Palestinian President Abbas Travels to Turkey to Honor Terrorists

Earlier this week, Palestinian Authority President, Mahmoud Abbas (the so-called moderate and partner for peace), travelled all the way to Turkey to meet with the terrorists banished there as part of the Gilad Shalit Swap Deal. One of the terrorists he met with was Amna Muna (Mona Juad Awana) – a terrorist who enticed a 16 year old Israeli teenager under false pretence and lured him to his execution – he was shot 15 times at close range. Muna is refered to by Israel’s Prime Minister’s office as Terrorist Temptress and her actions of deliberately seducing and planning the death of Ofir Rahum should have earned her more than nine years in jail.

But it doesn’t seem like Abbas shares this notion. In fact, not only has he travelled to Turkey especially just to meet terrorists, but in stand of being horrified by their actions, instead of condemning it, calling it for the repugnant immoral despicable act that it is, he made efforts to honor the terrorists. To treat them with respect. Almost admiration. Promising, as he always does, to free all the heinous killers captured and trialed by Israel.

> TO BE DONE
According to the article about Mahmoud Abbas's trip to Turkey, as part of which deal were the people he met sent there?

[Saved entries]
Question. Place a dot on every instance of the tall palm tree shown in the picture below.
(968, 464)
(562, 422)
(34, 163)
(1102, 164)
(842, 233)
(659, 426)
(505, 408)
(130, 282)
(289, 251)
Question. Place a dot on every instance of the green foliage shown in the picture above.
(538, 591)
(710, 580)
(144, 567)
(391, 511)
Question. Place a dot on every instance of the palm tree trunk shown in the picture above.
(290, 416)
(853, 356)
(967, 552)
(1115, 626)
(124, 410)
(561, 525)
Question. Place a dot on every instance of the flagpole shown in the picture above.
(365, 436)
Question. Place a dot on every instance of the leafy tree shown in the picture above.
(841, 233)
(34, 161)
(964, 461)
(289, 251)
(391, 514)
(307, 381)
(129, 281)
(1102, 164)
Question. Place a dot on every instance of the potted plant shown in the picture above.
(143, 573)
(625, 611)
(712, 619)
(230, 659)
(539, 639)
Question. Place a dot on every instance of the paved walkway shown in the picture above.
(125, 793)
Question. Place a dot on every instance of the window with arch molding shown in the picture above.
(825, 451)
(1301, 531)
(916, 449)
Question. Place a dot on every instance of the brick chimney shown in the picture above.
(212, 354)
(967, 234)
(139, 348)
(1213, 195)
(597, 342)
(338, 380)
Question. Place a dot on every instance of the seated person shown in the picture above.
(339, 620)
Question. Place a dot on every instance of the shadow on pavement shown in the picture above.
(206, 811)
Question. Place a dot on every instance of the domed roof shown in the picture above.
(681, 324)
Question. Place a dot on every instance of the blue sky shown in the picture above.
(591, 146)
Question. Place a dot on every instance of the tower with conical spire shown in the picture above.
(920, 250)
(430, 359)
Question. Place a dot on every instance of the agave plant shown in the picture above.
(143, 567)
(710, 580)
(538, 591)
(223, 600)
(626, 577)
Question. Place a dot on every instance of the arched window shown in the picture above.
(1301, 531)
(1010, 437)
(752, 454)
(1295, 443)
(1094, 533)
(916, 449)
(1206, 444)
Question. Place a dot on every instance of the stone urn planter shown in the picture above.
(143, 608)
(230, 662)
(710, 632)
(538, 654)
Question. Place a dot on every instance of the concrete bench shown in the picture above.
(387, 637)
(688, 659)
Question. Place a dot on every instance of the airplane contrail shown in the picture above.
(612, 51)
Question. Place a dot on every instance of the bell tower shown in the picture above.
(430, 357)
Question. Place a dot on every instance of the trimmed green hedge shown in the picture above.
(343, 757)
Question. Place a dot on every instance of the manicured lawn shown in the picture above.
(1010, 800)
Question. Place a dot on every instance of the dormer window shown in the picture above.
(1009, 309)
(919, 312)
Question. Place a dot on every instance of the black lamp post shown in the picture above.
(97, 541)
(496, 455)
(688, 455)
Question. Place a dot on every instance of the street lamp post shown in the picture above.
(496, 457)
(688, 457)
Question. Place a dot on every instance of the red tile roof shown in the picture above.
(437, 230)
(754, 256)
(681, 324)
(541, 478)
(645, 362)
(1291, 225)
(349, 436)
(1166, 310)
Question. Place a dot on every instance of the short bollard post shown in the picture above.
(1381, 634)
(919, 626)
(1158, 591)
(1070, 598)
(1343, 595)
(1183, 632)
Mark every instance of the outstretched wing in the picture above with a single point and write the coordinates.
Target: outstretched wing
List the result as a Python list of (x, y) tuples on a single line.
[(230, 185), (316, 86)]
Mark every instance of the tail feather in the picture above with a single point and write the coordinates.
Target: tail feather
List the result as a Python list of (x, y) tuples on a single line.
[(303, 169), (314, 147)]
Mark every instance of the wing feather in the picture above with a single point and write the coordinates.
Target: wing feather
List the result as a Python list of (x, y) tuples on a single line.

> WRITTEN RESPONSE
The Gilad Shalit Swap Deal.